## start Page extract

Johnny Knolla

No. 33
- Position: Halfback

Personal information
- Born: March 19, 1919 Chicago, Illinois, U.S.
- Died: January 12, 1992 (aged 72) Wichita, Kansas, U.S.
- Listed height: 5 ft 10 in (1.78 m)
- Listed weight: 180 lb (82 kg)

Career information
- High school: Harrisburg (Harrisburg, Illinois)
- College: Creighton
- NFL draft: 1941 (3rd round, 18th overall pick)

Career history
- Chicago Cardinals (1942, 1945);

Career NFL statistics
- Rushing yards: 79
- Rushing average: 2.6
- Receptions: 9
- Receiving yards: 63
- Stats at Pro Football Reference

= Johnny Knolla =

American football player (1919–1992)

John Alexander "Slingshot" Knolla (March 19, 1919 – January 12, 1992) was a National Football League (NFL) player for the Chicago Cardinals. He played college football for Creighton University from 1938 to 1940.

In 1940, he led all NCAA major college players with 1,420 yards of total offense, outpacing Tom Harmon by 52 yards and was named a "Little All American".

He was drafted in the third round of the 1941 NFL draft by the Pittsburgh Steelers. He also played professional football in the NFL for the Cardinals in 1942 and 1945. He appeared in 18 NFL games and gained 138 kickoff return yards, 107 punt return yards, 79 rushing yards, and 63 receiving yards.

## end Page extract

Short problem 1 ▸
Count the lines in the rows below that contain the string "windshield", and give only that number.
The Johnny Knolla profile and the rows are independent of each other.

## start Working data

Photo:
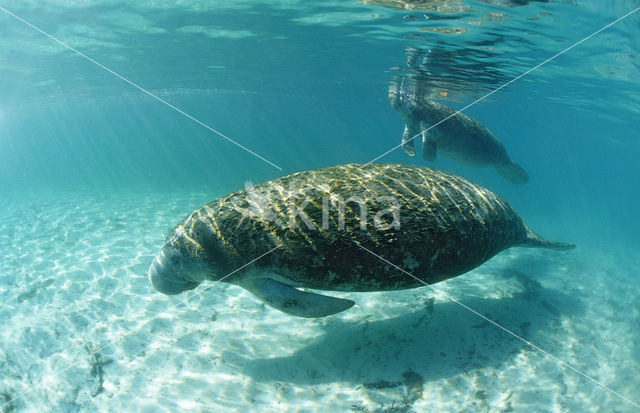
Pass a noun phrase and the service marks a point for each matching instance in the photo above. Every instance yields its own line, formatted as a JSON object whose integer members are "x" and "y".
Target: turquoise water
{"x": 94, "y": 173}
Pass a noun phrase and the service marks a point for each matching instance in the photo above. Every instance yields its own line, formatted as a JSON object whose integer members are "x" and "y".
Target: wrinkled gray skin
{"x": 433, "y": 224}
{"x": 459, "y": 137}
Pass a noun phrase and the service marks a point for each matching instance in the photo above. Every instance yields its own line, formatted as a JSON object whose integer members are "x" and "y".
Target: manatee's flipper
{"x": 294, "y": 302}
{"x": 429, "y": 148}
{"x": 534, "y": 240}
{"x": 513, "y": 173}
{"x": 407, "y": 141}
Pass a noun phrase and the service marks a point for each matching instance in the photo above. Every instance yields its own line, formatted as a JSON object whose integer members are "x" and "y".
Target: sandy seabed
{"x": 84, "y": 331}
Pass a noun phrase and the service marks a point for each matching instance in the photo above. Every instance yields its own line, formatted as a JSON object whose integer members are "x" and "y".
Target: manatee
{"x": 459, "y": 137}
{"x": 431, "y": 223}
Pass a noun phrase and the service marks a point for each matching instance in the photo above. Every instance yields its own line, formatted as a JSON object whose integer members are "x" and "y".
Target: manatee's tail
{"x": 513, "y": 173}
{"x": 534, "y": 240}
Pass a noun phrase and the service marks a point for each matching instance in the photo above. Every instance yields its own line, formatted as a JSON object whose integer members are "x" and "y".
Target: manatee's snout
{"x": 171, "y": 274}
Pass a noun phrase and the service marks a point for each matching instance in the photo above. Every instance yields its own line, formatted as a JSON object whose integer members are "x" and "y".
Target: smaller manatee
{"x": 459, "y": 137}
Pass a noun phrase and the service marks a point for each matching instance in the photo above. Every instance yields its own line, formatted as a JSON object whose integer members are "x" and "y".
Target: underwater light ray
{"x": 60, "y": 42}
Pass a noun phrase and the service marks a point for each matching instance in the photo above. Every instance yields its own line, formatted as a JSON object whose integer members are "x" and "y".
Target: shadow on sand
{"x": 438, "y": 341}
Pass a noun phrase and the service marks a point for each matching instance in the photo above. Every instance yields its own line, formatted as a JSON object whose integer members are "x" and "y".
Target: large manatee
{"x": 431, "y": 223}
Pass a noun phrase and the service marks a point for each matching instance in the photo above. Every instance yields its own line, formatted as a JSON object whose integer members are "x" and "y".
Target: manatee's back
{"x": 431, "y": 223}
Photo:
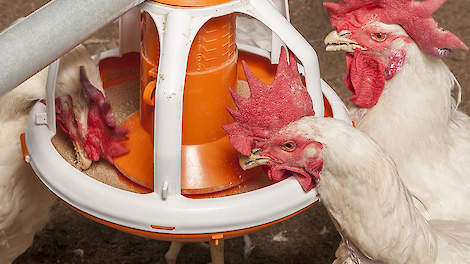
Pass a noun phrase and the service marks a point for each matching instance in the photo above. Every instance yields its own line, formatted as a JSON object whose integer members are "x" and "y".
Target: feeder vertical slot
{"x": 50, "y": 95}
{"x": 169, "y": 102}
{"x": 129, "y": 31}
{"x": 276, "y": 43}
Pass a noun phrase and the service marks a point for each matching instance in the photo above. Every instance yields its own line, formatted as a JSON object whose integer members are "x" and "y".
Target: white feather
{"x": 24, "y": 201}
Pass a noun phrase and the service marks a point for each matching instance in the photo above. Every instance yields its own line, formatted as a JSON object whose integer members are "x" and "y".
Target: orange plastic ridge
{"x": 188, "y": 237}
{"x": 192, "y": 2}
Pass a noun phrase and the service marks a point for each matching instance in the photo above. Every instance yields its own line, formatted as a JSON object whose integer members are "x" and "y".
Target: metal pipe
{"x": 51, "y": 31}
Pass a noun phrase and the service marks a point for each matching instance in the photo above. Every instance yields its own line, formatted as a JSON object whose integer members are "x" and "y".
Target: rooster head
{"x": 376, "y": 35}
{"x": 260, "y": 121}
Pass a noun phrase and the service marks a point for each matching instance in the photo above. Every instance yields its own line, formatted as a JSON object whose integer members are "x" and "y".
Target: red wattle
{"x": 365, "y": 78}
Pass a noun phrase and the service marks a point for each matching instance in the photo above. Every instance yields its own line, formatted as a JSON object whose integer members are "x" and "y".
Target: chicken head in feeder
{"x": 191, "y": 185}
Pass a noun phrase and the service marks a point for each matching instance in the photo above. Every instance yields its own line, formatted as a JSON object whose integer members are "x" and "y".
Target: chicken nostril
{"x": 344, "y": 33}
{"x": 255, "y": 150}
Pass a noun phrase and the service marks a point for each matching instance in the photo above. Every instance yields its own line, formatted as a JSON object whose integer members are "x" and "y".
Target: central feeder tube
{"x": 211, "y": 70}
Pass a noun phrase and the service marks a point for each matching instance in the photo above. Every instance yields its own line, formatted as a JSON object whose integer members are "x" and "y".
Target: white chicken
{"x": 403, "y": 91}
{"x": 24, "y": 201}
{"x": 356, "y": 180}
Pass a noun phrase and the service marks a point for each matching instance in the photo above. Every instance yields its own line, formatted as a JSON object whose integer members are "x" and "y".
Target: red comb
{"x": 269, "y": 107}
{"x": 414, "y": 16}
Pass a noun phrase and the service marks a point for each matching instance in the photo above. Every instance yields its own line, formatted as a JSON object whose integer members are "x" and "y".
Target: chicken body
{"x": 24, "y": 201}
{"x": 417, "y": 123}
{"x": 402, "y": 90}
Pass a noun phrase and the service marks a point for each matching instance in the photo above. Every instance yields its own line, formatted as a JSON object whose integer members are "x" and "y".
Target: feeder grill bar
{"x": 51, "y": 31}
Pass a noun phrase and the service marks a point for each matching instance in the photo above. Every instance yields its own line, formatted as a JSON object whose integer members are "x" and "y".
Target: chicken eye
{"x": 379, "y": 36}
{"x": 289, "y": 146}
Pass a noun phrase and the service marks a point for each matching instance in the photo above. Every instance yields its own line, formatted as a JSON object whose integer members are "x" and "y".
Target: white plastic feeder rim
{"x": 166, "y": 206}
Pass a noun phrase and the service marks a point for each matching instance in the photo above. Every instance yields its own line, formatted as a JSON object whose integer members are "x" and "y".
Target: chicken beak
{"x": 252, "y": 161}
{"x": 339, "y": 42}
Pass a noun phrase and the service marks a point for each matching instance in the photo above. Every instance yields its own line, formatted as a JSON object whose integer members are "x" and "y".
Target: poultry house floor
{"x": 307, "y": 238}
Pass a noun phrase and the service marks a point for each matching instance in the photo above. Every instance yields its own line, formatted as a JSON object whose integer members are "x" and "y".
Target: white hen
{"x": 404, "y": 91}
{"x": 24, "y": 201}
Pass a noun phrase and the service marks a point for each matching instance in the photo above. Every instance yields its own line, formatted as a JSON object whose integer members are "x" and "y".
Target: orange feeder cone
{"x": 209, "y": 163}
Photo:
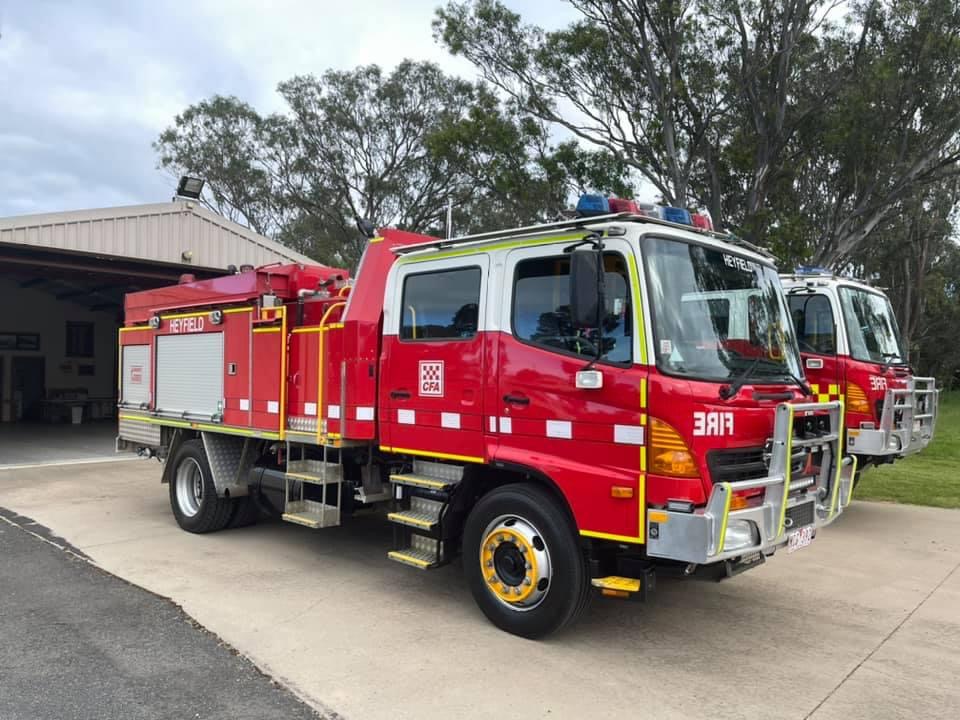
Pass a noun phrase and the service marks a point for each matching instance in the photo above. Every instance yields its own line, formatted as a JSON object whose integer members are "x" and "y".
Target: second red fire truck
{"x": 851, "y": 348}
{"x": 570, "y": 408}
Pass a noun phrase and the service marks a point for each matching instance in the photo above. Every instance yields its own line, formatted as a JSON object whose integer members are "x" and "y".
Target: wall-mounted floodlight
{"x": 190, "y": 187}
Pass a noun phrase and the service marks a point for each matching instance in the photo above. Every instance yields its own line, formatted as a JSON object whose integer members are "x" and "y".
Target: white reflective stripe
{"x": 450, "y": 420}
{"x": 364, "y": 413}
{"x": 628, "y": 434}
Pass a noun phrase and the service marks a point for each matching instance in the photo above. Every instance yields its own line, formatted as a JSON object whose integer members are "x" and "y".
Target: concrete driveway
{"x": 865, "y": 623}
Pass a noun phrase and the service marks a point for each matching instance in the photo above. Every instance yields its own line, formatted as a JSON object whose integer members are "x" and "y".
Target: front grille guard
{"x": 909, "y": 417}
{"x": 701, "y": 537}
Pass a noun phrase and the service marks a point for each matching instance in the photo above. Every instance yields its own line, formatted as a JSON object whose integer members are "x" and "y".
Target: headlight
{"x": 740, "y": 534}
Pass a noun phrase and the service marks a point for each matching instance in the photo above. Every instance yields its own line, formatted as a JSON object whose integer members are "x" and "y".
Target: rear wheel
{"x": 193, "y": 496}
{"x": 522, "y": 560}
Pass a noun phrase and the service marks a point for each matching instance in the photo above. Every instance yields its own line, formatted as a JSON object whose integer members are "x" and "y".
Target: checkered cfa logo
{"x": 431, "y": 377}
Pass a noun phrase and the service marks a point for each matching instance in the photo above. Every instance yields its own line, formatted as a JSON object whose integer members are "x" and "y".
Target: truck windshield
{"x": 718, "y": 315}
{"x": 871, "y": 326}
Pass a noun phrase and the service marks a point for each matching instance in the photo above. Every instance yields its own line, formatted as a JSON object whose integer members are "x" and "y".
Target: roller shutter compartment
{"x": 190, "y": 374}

## end Working data
## start Working data

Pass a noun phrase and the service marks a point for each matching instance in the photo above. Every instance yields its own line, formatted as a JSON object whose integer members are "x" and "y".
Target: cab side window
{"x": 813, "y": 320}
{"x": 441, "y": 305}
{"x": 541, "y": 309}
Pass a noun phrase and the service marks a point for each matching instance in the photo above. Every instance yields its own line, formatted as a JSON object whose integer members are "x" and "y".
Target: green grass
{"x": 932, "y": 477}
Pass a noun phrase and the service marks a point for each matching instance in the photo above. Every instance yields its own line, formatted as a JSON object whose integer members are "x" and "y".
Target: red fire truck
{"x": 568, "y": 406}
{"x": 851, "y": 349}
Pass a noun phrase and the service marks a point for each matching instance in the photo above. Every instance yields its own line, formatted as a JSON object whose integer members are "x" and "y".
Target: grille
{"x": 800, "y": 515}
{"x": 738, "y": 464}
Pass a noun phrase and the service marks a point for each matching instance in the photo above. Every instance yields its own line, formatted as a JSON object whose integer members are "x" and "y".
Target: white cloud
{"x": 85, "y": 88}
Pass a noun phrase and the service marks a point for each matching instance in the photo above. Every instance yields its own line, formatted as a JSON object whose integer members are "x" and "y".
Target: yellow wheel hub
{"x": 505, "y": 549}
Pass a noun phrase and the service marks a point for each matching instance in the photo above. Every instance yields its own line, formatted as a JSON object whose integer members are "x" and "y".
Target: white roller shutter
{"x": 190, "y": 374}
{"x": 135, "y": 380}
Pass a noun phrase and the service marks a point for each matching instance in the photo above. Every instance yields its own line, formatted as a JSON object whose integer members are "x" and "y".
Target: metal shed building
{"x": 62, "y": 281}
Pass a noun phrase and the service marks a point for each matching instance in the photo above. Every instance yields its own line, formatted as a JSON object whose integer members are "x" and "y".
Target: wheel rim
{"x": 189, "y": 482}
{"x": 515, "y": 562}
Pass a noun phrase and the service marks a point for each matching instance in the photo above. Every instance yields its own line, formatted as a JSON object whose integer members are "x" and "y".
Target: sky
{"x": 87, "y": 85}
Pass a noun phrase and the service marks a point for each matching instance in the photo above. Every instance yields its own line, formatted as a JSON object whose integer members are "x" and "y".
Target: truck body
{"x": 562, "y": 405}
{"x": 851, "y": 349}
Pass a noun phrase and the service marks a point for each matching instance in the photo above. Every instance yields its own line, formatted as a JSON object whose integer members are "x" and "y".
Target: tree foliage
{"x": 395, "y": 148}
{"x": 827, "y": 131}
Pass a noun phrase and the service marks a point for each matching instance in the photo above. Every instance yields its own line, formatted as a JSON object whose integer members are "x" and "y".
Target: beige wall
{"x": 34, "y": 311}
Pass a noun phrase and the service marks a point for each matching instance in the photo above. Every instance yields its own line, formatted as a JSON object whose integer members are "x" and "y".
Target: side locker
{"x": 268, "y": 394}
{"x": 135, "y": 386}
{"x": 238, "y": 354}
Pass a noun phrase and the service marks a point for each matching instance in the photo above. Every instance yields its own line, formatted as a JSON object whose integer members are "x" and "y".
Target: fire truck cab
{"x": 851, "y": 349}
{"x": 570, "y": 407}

## end Working data
## start Working data

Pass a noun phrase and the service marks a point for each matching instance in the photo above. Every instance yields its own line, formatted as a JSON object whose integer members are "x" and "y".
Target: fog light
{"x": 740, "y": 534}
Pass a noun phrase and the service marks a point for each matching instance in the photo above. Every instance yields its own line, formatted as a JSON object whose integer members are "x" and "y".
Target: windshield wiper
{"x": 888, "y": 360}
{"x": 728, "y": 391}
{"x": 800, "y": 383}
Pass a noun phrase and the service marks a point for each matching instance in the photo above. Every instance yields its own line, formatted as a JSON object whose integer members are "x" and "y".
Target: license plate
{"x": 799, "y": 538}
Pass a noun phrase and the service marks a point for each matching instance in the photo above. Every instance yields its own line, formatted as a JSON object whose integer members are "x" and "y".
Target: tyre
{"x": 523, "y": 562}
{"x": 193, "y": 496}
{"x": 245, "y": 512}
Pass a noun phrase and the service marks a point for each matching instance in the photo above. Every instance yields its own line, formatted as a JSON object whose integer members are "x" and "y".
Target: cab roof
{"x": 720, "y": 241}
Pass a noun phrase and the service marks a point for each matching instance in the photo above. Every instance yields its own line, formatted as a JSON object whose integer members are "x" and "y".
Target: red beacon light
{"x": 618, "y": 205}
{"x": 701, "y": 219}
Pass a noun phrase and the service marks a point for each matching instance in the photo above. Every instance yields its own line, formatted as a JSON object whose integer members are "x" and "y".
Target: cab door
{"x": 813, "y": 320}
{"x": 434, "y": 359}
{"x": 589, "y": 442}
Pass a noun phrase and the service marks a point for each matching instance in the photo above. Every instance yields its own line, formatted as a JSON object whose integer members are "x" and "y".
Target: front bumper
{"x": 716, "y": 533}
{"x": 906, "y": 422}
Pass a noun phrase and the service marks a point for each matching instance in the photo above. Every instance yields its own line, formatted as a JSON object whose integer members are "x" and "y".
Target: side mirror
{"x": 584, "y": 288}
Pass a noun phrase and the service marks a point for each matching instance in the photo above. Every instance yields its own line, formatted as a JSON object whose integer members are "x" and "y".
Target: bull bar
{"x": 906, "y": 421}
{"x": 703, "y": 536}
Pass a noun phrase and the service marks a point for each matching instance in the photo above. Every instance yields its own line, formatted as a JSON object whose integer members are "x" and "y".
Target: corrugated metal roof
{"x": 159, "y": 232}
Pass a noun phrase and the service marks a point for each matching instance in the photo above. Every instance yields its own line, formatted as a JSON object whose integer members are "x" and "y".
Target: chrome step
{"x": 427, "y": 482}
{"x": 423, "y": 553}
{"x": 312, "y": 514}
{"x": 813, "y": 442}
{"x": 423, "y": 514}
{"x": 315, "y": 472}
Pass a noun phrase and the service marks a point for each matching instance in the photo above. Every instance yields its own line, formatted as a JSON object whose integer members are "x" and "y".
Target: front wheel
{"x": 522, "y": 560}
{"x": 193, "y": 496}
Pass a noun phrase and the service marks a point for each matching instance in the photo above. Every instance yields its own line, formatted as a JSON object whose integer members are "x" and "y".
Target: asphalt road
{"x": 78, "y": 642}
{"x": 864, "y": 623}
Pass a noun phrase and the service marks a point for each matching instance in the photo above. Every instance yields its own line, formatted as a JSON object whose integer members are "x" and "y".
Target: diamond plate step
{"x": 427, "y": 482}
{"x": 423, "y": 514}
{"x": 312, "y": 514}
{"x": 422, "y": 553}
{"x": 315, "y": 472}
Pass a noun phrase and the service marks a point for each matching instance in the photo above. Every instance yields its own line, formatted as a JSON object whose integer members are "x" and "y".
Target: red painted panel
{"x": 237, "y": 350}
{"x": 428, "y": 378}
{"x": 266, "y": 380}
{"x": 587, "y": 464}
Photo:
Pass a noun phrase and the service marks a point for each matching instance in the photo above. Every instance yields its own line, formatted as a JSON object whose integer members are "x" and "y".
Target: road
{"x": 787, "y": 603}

## end Working data

Short problem 2 ▸
Print the passage of the Johnny Knolla profile above that begins at the words "American football player" and stops after "1938 to 1940.", reproducing it word for word.

Final result 1 ▸
2

Final result 2 ▸
American football player (1919–1992)

John Alexander "Slingshot" Knolla (March 19, 1919 – January 12, 1992) was a National Football League (NFL) player for the Chicago Cardinals. He played college football for Creighton University from 1938 to 1940.